Exercise requirements
Extract every line of the material below that contains the string "dirt".

Data shown
========================================
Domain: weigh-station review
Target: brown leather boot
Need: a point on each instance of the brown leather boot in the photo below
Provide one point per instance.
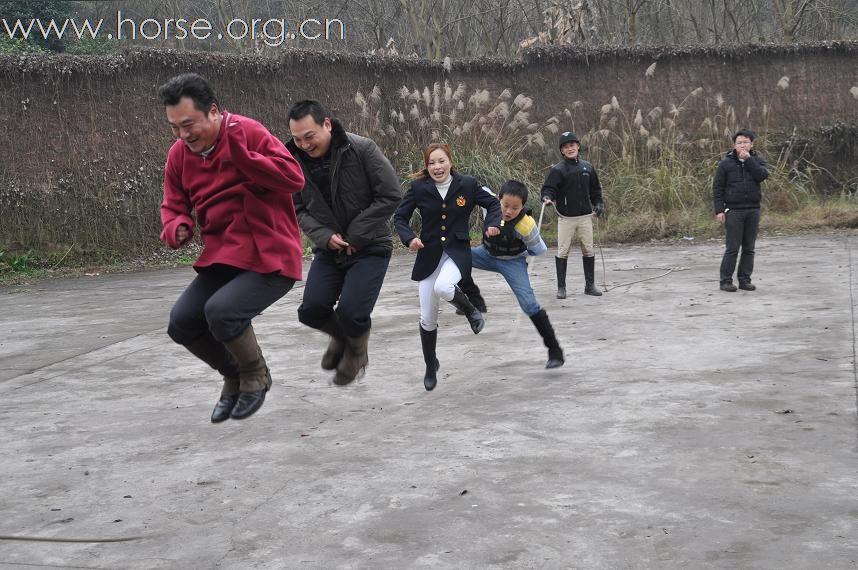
(337, 344)
(254, 377)
(354, 360)
(215, 354)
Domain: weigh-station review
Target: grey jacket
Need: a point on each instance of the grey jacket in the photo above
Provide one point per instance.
(365, 192)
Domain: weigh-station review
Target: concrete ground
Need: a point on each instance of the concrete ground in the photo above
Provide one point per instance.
(690, 428)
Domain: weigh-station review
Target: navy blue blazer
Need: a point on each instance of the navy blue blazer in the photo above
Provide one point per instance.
(445, 223)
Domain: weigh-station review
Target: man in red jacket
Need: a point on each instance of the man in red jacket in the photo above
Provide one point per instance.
(239, 180)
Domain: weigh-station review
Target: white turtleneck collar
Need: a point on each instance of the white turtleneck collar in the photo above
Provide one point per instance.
(444, 186)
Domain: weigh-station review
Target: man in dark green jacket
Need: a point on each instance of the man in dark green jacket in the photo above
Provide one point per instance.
(350, 193)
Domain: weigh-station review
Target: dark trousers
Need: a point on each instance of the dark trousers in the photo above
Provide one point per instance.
(351, 283)
(742, 227)
(222, 300)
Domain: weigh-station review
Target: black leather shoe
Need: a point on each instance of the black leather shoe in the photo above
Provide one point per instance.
(248, 403)
(222, 409)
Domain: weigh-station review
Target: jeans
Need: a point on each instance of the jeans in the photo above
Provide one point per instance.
(352, 283)
(514, 271)
(742, 227)
(222, 300)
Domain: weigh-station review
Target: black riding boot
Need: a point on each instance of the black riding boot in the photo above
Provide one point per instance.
(561, 262)
(543, 325)
(429, 339)
(475, 318)
(215, 354)
(469, 288)
(590, 277)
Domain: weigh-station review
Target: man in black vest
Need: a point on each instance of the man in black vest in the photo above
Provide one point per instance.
(736, 193)
(572, 186)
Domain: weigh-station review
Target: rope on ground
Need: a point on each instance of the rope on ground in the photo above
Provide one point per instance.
(668, 271)
(852, 313)
(74, 540)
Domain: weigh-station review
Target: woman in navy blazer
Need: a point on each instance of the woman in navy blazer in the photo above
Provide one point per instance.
(445, 200)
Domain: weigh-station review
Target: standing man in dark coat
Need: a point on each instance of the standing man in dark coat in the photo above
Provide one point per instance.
(572, 185)
(350, 193)
(736, 193)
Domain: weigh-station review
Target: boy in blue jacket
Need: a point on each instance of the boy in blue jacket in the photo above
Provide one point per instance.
(506, 253)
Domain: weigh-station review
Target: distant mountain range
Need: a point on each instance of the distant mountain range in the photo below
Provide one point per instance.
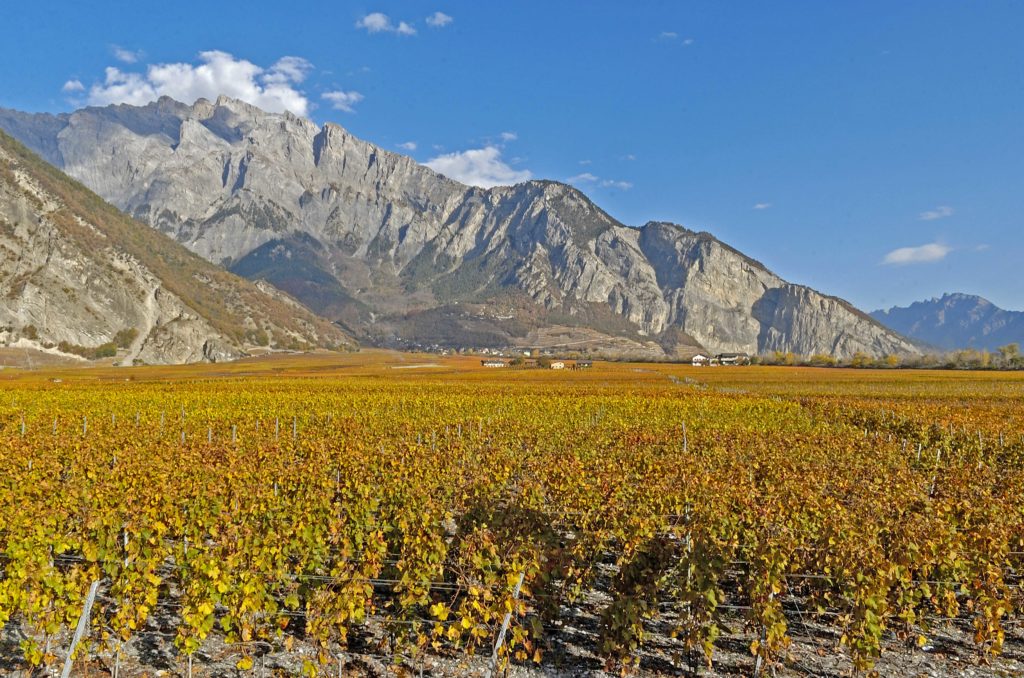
(400, 255)
(78, 276)
(955, 321)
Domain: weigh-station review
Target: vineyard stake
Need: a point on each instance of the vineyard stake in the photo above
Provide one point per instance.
(505, 628)
(83, 623)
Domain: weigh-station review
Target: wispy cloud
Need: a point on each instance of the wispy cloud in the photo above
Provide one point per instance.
(921, 254)
(672, 36)
(126, 55)
(478, 167)
(273, 88)
(342, 100)
(590, 178)
(381, 23)
(438, 19)
(940, 212)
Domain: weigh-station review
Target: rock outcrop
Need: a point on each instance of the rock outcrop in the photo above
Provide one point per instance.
(79, 277)
(956, 321)
(400, 254)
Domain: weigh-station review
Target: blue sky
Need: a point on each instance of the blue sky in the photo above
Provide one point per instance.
(872, 151)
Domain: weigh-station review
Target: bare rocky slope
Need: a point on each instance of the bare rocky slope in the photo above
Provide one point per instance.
(399, 254)
(78, 276)
(956, 321)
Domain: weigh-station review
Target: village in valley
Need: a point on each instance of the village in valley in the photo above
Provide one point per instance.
(545, 362)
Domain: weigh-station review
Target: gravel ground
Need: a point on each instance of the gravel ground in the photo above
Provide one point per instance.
(815, 651)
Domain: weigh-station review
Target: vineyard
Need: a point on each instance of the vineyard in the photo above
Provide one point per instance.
(327, 516)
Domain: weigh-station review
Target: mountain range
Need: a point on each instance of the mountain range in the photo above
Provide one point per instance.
(80, 277)
(956, 321)
(399, 255)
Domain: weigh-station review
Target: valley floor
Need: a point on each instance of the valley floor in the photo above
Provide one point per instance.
(271, 515)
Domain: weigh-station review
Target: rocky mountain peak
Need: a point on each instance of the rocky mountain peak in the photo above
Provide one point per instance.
(403, 255)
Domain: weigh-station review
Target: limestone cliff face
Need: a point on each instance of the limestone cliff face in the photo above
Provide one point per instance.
(71, 277)
(384, 245)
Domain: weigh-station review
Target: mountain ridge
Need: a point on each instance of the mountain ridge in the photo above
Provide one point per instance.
(955, 321)
(79, 273)
(384, 244)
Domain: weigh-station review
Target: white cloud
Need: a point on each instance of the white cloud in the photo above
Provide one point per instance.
(381, 23)
(478, 167)
(589, 177)
(921, 254)
(438, 19)
(126, 55)
(342, 100)
(218, 73)
(940, 212)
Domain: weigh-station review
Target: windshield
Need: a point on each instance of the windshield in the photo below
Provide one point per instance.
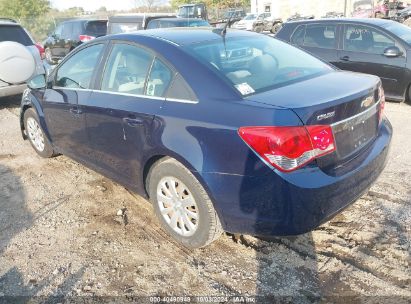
(363, 5)
(258, 64)
(400, 30)
(196, 23)
(250, 17)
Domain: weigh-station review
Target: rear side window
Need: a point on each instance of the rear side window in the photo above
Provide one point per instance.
(321, 36)
(159, 79)
(14, 33)
(366, 40)
(152, 24)
(127, 70)
(117, 28)
(96, 28)
(180, 90)
(78, 70)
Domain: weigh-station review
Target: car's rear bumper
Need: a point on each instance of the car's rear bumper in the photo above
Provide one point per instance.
(12, 90)
(294, 203)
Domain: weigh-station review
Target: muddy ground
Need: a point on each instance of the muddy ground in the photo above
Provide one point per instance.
(60, 236)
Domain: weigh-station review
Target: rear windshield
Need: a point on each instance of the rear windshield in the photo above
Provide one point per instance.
(117, 28)
(96, 28)
(14, 33)
(258, 64)
(400, 30)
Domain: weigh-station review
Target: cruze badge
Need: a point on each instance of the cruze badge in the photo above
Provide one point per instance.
(325, 116)
(367, 102)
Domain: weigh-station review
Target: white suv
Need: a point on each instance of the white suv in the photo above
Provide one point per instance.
(12, 31)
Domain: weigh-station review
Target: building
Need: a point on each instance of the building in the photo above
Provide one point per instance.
(286, 8)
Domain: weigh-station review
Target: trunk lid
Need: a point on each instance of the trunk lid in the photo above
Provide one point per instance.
(348, 102)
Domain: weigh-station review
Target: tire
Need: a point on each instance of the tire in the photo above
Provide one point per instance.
(276, 27)
(195, 225)
(407, 22)
(258, 29)
(36, 135)
(379, 15)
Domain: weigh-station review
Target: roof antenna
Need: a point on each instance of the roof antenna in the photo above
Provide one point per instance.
(223, 31)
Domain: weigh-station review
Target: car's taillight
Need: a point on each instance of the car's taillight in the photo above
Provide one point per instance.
(289, 148)
(382, 103)
(41, 50)
(86, 38)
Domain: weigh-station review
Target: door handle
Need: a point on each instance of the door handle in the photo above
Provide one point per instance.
(76, 111)
(133, 122)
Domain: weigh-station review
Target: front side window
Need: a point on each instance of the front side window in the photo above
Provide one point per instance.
(67, 30)
(366, 40)
(78, 70)
(127, 69)
(298, 35)
(258, 64)
(58, 30)
(321, 36)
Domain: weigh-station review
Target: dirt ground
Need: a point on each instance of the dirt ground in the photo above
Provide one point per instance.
(60, 236)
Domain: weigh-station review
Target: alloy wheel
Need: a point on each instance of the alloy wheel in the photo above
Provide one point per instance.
(177, 206)
(35, 134)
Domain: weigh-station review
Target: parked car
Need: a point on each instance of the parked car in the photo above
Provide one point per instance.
(253, 22)
(363, 9)
(18, 63)
(333, 15)
(297, 17)
(132, 22)
(176, 22)
(222, 130)
(388, 9)
(373, 46)
(193, 10)
(70, 34)
(403, 16)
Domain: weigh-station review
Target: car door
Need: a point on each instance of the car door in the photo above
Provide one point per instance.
(67, 91)
(320, 39)
(363, 51)
(120, 115)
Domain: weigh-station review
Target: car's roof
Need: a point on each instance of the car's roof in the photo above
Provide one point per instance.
(372, 21)
(136, 17)
(8, 21)
(179, 20)
(184, 36)
(84, 20)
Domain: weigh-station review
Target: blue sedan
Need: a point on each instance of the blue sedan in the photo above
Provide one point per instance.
(222, 130)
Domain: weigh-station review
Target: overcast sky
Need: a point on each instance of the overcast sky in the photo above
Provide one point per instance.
(92, 5)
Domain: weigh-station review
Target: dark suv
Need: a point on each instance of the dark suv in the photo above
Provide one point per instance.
(70, 34)
(374, 46)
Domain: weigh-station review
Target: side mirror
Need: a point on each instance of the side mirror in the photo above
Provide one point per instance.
(392, 52)
(37, 82)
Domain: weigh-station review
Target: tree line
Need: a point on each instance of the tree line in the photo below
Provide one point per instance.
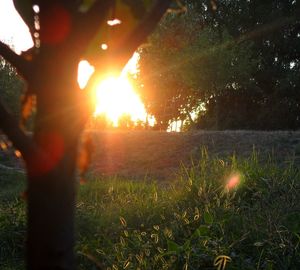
(225, 64)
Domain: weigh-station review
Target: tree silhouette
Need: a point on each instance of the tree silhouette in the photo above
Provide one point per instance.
(65, 32)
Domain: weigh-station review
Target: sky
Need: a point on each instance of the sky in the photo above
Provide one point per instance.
(13, 30)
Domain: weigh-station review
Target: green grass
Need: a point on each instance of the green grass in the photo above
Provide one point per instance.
(123, 224)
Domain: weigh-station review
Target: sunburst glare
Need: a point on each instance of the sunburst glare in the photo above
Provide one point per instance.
(115, 96)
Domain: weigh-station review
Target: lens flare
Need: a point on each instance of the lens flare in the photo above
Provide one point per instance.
(233, 181)
(115, 96)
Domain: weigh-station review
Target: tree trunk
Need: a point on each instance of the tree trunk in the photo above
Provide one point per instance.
(51, 199)
(51, 173)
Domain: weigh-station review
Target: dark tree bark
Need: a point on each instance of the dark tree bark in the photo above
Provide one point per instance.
(62, 109)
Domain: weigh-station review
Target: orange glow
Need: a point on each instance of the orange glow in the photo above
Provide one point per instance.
(115, 96)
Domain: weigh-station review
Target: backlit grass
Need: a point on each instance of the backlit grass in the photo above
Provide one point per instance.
(243, 209)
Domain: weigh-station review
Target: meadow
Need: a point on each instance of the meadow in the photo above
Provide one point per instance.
(241, 208)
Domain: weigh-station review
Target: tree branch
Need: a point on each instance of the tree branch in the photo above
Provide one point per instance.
(118, 58)
(141, 32)
(10, 127)
(87, 24)
(23, 67)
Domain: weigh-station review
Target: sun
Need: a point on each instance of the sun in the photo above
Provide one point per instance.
(115, 96)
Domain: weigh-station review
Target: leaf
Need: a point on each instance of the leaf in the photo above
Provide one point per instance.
(28, 102)
(208, 218)
(24, 8)
(85, 156)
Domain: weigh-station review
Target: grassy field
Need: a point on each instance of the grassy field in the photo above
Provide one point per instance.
(216, 203)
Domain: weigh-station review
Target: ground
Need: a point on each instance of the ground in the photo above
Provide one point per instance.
(158, 155)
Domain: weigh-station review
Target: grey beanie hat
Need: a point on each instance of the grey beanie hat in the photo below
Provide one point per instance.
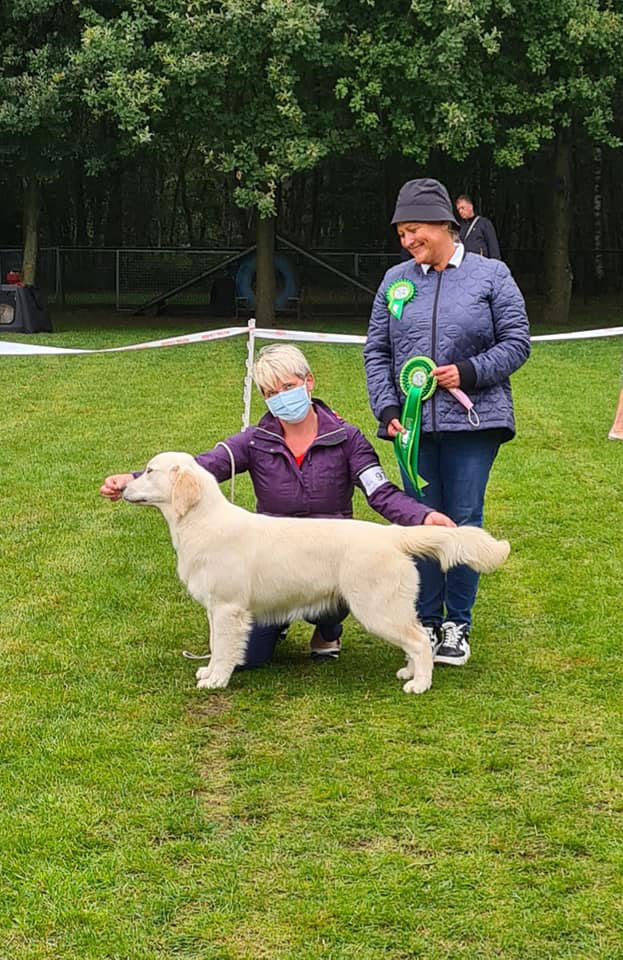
(424, 201)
========================================
Answer below
Target: dirt ground
Need: a point on each instance of the dirt ground in the photo above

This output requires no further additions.